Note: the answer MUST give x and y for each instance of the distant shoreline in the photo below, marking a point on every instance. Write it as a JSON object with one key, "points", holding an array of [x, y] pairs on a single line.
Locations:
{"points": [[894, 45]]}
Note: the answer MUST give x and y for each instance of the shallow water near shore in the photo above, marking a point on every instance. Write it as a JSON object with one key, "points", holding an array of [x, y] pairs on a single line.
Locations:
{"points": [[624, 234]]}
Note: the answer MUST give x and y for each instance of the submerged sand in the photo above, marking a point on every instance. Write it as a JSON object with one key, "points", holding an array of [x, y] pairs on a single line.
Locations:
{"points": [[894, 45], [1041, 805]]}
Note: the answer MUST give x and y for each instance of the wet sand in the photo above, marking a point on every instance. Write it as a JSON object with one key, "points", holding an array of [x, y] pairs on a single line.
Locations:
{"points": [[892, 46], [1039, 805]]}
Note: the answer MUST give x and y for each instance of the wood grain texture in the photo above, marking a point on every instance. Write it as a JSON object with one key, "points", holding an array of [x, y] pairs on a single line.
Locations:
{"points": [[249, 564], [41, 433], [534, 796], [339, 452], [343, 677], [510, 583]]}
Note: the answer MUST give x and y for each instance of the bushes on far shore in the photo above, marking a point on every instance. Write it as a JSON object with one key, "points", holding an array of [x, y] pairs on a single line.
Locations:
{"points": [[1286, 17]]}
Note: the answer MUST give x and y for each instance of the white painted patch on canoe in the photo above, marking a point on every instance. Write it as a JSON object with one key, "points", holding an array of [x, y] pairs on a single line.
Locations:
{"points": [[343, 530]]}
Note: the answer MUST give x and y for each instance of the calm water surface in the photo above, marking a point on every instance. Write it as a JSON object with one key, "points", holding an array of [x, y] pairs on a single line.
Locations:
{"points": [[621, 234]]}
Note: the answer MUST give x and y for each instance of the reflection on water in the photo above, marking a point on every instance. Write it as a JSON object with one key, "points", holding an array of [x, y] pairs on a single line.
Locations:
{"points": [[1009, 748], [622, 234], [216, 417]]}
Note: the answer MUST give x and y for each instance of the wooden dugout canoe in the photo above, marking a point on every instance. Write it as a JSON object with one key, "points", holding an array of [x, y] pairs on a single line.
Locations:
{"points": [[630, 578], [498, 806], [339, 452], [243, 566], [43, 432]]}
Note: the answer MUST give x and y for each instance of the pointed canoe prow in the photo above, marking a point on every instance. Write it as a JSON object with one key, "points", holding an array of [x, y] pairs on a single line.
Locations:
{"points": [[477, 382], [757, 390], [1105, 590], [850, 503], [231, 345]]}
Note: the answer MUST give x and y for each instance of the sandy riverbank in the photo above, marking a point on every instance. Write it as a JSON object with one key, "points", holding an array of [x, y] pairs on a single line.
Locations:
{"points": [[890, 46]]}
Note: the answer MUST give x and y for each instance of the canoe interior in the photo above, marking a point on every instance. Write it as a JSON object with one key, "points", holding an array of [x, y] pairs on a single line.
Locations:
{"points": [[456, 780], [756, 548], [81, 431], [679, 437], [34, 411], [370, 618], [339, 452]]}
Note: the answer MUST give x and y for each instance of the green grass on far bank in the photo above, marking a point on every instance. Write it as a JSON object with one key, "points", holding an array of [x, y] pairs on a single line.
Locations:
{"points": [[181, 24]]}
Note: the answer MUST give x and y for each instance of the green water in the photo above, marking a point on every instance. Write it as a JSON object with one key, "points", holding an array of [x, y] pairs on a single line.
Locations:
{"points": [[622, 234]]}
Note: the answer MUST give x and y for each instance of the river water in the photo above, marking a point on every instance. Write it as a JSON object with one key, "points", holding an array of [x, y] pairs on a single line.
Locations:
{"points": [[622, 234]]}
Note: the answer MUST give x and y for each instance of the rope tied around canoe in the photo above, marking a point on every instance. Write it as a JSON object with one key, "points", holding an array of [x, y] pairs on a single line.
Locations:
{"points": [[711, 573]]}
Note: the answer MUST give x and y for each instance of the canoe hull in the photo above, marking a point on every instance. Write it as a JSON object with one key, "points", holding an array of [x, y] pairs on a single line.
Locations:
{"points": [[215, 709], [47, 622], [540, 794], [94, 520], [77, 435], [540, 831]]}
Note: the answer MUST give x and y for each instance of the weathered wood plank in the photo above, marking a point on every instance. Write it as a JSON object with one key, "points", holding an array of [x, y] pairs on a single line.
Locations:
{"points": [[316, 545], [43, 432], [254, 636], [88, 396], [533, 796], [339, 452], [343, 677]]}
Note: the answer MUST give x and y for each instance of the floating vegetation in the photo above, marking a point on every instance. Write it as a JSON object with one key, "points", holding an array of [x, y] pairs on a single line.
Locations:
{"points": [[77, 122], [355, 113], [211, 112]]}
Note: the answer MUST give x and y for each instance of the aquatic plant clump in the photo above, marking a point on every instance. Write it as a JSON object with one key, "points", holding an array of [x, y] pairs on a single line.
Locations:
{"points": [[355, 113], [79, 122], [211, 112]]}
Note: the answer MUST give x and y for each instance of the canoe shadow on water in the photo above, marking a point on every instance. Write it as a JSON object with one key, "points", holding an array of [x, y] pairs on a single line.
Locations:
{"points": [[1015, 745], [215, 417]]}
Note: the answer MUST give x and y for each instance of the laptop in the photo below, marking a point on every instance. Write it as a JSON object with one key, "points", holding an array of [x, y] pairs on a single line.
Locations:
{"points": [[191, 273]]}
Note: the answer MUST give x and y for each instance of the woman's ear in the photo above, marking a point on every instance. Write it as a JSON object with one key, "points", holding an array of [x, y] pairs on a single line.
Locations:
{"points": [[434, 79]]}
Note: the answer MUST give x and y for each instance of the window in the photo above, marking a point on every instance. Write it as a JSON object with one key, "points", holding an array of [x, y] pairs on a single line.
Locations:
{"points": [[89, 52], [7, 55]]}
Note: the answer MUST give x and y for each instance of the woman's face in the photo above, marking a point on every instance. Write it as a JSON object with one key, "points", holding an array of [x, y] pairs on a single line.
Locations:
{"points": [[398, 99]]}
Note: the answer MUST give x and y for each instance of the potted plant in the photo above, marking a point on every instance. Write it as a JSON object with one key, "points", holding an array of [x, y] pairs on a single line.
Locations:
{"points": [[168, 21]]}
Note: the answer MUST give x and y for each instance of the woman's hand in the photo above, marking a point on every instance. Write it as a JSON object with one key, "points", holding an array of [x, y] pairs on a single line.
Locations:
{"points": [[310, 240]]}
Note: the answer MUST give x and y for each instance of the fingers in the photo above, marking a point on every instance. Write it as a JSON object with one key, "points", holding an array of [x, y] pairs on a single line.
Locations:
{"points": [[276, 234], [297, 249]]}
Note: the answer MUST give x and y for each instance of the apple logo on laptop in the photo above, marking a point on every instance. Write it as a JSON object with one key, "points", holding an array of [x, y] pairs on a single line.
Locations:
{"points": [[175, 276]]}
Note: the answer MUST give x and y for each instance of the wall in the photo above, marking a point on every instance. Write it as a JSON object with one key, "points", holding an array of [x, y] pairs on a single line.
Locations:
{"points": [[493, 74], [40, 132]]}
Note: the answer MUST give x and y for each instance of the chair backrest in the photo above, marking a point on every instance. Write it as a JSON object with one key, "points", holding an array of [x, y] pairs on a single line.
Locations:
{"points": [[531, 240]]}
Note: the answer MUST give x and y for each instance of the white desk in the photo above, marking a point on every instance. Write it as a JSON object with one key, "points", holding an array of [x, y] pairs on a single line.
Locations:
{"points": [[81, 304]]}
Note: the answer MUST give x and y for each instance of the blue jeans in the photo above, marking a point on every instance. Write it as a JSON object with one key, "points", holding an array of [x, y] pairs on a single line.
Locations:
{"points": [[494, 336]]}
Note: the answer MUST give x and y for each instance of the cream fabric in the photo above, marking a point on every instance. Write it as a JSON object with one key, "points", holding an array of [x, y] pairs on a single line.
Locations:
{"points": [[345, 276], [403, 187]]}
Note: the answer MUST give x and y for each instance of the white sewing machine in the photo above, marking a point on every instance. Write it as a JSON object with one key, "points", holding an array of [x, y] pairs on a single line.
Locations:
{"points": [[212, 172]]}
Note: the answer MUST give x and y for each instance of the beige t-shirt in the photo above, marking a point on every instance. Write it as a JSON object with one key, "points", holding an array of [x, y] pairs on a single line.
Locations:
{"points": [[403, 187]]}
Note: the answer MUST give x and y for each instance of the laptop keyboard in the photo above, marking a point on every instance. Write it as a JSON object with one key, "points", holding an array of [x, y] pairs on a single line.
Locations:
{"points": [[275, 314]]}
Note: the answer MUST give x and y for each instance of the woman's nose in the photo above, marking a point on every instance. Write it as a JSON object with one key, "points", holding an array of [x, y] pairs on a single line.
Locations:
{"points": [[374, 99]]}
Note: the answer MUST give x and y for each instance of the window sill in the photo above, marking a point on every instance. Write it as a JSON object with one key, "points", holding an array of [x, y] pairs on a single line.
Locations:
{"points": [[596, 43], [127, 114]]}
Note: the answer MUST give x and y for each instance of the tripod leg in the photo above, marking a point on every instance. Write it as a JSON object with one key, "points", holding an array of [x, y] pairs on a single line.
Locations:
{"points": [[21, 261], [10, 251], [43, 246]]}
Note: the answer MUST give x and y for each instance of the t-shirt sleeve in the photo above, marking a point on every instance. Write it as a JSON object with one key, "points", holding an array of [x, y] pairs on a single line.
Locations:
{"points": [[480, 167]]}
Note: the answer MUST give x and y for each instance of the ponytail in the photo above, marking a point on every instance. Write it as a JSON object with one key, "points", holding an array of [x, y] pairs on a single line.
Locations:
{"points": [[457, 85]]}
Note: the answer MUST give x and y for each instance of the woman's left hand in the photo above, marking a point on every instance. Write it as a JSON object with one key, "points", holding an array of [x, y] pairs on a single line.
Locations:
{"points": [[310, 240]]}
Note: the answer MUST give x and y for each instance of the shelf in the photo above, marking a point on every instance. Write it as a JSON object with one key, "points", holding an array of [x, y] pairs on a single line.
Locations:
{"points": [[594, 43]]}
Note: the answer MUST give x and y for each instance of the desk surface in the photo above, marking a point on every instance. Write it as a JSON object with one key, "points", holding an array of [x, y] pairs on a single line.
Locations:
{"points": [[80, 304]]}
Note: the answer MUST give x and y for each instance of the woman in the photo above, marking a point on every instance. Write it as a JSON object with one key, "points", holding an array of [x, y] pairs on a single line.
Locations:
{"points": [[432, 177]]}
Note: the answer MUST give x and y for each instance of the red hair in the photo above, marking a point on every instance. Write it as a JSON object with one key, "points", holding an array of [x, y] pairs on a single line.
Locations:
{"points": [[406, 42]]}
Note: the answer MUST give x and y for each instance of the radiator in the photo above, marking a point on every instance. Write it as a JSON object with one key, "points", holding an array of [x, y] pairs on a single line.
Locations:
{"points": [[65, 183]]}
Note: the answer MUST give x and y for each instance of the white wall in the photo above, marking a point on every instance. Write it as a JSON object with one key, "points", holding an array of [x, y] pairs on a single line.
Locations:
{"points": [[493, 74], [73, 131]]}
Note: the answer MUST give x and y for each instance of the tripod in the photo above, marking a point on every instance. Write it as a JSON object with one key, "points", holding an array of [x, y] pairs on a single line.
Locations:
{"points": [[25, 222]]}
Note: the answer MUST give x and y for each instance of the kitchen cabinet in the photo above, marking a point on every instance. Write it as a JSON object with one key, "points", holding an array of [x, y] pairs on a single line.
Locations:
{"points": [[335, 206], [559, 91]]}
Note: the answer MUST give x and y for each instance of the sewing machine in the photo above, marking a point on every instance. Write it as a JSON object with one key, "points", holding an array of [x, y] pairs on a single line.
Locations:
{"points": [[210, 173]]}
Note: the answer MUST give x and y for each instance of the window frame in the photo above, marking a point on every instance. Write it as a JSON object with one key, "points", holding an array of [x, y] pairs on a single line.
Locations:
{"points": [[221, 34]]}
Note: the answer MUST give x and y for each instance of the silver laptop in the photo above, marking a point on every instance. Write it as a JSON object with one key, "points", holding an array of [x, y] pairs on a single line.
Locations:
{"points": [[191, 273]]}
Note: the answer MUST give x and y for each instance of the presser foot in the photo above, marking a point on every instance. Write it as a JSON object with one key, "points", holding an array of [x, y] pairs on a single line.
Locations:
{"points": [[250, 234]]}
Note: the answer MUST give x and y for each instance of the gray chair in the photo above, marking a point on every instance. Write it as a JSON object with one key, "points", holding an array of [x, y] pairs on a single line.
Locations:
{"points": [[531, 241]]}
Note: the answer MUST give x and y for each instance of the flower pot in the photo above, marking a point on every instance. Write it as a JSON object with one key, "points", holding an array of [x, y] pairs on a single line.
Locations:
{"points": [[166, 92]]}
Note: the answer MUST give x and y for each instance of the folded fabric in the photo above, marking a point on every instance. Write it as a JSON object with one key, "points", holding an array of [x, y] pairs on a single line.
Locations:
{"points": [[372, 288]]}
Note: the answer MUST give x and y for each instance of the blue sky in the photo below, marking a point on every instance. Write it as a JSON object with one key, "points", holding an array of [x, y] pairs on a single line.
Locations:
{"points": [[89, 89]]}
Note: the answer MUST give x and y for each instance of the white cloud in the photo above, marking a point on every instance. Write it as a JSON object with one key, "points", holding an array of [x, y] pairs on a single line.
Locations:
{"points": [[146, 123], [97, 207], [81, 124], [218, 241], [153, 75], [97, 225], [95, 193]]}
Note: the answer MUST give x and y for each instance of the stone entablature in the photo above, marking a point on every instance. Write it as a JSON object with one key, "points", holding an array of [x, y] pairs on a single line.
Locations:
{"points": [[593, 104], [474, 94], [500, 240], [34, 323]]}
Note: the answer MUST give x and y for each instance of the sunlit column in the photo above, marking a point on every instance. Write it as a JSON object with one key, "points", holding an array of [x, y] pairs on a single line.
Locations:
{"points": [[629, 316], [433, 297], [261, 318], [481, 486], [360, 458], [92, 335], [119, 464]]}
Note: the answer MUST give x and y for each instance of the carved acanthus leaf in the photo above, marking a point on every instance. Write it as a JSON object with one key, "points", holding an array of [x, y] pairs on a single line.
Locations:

_Problem to work on_. Reproduce exactly, and with no other material, the lines between those holding "of the rope" and "of the floating", inclusive.

_Exercise output_.
Note: the answer MUST give x and y for each instance of the rope tied around canoe in the photo above, marking a point on every instance. Write it as a JSON object with one key, "points", holding an array of [x, y] pairs on a single line.
Locations:
{"points": [[711, 573]]}
Note: the answer MUST give x and y for each instance of the canoe hull in the photo above, marking a point on every instance. Write it as a JSON object with one key, "points", holding an array of [x, y] pairs on a single line.
Locations:
{"points": [[215, 709], [47, 622], [540, 794], [94, 520], [77, 435], [540, 831]]}
Note: the answer MUST give x and y for each instance of the weathered wood plank in the photo above, marking a point on every instance. Write it as a JSON object with one key, "points", holding an array of [x, y] pairs on a single line.
Locations:
{"points": [[316, 545], [43, 432], [254, 636], [88, 396], [533, 796], [339, 452], [343, 677]]}
Note: the answer MUST give x and y for each instance of the floating vegetation in the photo above, marking a point on every instance. Write it as a JSON object with one key, "points", holding an array of [x, y] pairs on a single line.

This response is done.